— start of Data excerpts —

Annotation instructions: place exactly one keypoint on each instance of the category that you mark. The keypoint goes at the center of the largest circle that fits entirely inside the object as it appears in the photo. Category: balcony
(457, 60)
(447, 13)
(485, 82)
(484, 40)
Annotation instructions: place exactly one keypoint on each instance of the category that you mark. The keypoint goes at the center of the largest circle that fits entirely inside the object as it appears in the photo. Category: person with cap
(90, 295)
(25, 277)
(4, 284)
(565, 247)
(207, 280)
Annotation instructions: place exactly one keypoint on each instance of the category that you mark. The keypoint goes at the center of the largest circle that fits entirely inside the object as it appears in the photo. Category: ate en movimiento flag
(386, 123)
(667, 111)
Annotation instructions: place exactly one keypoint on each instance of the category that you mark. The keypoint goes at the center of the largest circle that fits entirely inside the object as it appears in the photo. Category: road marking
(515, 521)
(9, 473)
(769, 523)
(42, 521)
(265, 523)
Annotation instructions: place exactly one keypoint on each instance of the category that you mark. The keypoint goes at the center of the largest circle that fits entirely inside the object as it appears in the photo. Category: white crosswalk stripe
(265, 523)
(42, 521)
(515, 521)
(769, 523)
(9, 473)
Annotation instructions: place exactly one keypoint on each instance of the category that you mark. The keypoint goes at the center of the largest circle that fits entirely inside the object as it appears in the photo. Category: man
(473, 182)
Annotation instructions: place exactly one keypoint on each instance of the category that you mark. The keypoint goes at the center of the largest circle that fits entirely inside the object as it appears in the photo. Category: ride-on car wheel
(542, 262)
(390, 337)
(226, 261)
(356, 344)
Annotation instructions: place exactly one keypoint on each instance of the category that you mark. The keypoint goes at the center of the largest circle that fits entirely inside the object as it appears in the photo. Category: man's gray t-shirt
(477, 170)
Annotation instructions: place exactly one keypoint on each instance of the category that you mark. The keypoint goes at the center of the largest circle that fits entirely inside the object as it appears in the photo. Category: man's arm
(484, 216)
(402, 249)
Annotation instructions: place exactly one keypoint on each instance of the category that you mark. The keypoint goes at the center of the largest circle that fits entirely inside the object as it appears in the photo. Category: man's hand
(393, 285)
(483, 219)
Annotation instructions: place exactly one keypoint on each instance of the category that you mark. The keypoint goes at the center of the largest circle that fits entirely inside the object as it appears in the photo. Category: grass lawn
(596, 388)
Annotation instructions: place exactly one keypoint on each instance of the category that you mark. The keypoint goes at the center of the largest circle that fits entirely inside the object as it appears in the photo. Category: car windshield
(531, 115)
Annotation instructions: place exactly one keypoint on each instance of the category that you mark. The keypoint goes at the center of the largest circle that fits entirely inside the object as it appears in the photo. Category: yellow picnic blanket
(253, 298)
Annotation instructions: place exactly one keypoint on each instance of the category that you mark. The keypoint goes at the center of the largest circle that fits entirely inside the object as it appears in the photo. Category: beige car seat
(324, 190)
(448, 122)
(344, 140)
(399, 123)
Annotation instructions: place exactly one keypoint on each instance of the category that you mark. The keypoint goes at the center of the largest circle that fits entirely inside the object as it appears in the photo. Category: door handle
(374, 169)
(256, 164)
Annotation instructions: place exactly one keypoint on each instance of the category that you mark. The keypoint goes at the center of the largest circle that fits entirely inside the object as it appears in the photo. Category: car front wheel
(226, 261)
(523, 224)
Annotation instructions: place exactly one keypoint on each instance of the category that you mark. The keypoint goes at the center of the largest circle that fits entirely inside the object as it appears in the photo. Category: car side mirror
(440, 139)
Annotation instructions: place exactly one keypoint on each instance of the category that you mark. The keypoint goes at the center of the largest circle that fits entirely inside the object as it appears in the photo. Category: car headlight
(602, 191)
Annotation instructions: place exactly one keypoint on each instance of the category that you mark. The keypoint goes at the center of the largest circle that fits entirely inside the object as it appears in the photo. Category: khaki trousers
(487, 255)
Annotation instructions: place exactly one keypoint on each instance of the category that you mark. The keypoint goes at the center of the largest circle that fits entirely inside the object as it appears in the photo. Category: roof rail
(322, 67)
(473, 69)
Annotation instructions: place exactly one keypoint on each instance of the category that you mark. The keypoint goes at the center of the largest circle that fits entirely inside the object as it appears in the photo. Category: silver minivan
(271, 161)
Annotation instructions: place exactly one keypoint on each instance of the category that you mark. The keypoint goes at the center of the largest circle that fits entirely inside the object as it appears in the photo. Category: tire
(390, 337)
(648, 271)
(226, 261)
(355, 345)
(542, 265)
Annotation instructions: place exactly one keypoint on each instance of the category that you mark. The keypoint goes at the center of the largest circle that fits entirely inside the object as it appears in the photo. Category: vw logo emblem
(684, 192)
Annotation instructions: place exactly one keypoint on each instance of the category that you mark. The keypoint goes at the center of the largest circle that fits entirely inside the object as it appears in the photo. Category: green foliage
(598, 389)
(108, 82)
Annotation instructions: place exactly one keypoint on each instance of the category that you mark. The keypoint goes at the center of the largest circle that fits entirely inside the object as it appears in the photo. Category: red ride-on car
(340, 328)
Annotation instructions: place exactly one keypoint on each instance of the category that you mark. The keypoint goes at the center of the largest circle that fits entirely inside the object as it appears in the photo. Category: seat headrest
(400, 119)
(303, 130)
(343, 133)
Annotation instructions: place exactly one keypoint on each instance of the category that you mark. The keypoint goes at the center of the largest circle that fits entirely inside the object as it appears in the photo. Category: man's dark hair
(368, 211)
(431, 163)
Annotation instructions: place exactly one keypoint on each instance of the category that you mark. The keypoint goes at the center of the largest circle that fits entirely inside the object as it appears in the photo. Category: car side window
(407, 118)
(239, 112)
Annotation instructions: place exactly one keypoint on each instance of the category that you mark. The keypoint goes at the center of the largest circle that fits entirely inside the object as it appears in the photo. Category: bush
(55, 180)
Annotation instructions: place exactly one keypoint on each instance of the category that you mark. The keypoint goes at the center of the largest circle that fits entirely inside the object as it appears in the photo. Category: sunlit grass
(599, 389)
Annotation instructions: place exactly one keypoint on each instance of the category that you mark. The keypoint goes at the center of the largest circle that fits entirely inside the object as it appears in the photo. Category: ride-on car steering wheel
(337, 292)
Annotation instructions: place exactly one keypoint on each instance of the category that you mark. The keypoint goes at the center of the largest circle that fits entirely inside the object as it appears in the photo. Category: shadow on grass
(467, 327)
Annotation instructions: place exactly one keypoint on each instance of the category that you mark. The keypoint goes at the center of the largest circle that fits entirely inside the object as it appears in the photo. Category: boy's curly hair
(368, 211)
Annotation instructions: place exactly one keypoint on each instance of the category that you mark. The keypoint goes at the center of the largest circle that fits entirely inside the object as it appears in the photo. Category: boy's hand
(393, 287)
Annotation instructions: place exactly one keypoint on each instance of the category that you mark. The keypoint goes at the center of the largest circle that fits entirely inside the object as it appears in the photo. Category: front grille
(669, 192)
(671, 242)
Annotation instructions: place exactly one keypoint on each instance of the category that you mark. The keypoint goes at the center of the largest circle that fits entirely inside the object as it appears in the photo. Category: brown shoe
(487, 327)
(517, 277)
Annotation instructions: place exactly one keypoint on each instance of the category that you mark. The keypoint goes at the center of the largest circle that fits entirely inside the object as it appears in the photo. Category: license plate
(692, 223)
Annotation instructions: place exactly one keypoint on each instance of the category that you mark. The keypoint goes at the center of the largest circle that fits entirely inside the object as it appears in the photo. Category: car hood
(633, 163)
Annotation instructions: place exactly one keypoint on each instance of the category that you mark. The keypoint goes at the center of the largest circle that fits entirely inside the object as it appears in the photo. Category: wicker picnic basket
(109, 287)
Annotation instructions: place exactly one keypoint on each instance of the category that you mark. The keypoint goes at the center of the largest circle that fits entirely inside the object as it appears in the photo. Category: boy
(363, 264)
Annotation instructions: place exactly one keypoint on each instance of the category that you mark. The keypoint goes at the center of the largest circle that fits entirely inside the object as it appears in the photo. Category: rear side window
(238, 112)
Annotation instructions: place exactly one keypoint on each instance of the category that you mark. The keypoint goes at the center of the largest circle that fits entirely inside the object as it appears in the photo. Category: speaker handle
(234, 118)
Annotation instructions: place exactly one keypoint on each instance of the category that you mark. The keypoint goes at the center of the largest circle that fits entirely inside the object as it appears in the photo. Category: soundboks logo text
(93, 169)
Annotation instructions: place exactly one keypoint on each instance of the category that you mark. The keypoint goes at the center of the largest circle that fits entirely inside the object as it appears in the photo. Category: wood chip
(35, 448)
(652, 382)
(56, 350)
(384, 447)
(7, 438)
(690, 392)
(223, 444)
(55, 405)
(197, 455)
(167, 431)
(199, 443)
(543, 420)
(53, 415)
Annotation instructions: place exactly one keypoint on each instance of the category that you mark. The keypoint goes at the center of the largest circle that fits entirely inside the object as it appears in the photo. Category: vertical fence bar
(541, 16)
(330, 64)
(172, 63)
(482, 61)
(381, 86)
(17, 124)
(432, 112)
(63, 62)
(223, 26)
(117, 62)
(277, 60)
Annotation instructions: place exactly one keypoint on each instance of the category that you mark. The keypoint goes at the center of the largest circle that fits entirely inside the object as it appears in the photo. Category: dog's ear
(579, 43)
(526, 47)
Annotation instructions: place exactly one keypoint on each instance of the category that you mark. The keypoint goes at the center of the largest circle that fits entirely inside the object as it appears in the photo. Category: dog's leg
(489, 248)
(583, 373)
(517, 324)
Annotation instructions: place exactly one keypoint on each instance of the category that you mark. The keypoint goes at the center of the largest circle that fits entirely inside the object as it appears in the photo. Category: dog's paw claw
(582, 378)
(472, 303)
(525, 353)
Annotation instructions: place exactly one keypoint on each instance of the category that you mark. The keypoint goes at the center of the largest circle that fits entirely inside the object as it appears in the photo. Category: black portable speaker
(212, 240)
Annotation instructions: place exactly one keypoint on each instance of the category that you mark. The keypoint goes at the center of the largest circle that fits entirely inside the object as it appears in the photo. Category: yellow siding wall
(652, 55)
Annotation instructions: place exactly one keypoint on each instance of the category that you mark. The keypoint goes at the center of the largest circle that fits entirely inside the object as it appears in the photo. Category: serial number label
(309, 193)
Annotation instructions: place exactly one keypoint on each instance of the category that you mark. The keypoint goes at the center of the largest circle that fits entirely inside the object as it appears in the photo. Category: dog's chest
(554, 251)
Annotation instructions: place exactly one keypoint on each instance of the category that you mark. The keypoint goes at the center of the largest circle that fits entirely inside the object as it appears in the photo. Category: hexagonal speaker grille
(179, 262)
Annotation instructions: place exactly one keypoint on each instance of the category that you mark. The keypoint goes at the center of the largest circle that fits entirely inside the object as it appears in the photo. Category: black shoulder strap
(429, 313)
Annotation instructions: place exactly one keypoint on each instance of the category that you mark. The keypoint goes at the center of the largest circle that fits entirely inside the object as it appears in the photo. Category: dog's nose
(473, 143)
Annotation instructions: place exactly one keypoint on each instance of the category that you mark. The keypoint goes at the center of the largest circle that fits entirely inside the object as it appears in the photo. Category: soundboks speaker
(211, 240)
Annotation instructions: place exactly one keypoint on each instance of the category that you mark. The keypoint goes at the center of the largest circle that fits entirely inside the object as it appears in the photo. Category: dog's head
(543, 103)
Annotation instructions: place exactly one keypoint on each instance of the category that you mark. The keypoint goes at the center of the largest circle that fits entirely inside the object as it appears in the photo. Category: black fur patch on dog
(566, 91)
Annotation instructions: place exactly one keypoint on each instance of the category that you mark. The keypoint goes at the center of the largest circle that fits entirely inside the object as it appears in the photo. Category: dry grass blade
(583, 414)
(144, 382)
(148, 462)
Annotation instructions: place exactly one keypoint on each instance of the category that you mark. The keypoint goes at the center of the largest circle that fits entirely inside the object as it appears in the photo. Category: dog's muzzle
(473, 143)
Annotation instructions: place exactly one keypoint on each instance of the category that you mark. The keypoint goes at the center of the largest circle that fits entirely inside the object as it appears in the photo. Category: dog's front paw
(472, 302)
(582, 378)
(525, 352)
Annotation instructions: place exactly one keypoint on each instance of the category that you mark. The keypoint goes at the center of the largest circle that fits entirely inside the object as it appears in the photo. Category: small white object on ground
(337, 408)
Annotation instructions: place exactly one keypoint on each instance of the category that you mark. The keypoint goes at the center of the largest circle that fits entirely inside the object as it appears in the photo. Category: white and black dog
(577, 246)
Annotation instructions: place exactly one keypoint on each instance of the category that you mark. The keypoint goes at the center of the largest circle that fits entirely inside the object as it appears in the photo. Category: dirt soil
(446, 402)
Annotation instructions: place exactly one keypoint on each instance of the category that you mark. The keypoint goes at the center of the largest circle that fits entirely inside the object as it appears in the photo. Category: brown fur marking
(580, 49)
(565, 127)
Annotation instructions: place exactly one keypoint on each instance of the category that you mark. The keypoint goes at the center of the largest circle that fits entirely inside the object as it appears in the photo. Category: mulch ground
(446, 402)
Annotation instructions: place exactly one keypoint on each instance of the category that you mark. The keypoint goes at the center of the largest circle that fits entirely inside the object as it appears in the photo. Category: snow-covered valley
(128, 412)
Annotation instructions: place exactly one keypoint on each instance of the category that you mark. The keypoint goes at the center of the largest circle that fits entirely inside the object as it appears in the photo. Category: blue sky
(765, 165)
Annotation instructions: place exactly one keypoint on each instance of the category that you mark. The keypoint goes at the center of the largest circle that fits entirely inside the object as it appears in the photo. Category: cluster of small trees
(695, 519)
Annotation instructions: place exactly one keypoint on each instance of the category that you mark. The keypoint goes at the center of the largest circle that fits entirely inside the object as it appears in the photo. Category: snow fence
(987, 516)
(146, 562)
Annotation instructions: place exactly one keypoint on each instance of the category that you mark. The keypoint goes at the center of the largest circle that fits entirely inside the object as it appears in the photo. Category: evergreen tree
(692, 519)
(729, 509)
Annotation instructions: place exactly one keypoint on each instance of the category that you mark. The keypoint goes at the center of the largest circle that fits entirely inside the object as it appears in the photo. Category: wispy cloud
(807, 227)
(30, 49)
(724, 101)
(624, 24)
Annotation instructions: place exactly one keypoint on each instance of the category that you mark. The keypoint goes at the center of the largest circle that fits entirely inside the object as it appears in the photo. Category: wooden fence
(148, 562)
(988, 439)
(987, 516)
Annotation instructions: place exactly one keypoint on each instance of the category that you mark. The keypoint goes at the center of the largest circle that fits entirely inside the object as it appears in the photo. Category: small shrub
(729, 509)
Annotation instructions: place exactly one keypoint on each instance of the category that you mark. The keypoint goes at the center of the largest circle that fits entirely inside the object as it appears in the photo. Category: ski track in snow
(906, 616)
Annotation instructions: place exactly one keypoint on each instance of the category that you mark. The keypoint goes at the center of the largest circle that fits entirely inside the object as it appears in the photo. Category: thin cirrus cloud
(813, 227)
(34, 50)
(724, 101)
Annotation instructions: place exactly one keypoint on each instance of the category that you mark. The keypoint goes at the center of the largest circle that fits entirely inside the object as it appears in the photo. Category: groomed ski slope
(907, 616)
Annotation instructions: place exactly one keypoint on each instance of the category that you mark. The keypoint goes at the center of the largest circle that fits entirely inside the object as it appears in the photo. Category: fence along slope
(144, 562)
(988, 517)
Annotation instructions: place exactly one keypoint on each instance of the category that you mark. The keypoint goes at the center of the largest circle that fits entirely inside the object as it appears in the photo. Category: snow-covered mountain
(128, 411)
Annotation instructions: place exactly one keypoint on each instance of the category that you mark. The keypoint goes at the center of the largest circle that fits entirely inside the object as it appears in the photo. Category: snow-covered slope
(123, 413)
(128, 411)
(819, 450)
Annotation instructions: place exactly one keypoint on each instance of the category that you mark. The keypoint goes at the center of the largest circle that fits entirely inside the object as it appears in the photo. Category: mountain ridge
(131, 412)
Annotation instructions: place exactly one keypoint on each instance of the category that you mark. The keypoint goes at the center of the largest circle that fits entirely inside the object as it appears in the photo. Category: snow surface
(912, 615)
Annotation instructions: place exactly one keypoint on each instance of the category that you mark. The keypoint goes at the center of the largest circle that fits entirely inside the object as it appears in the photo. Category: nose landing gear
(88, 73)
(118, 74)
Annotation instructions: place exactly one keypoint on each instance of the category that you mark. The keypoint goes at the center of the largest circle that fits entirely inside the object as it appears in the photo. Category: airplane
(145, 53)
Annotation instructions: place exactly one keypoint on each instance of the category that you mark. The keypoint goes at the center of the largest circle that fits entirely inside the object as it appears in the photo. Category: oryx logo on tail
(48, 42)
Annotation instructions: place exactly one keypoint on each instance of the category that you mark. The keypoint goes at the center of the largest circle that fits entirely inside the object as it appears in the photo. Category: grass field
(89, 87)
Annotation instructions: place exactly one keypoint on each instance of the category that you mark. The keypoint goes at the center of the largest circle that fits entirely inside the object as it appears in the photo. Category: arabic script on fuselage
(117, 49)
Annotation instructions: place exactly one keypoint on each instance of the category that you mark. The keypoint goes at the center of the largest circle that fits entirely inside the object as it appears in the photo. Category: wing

— end of Data excerpts —

(To do)
Every line from the one containing "Category: grass field" through the last line of the entries must be written out verbatim, and no other line.

(Finished answer)
Annotation instructions: place exactly one keypoint on each instance of the category that you mark. The keypoint goes at the center of the largest circle that fits entirely inside the object as it appears in the photo. Category: grass field
(89, 87)
Annotation instructions: place exactly one keypoint on each instance of the category that you mark. The keypoint goes at the center of the largest circle that fits entirely inside the object as it appears in the photo. Category: arabic script on fuselage
(117, 49)
Annotation instructions: place exactly one keypoint on each instance of the category that you mark. The keypoint goes at the center of the largest circle that fits entirely inside the object as it appears in the photo. Category: wing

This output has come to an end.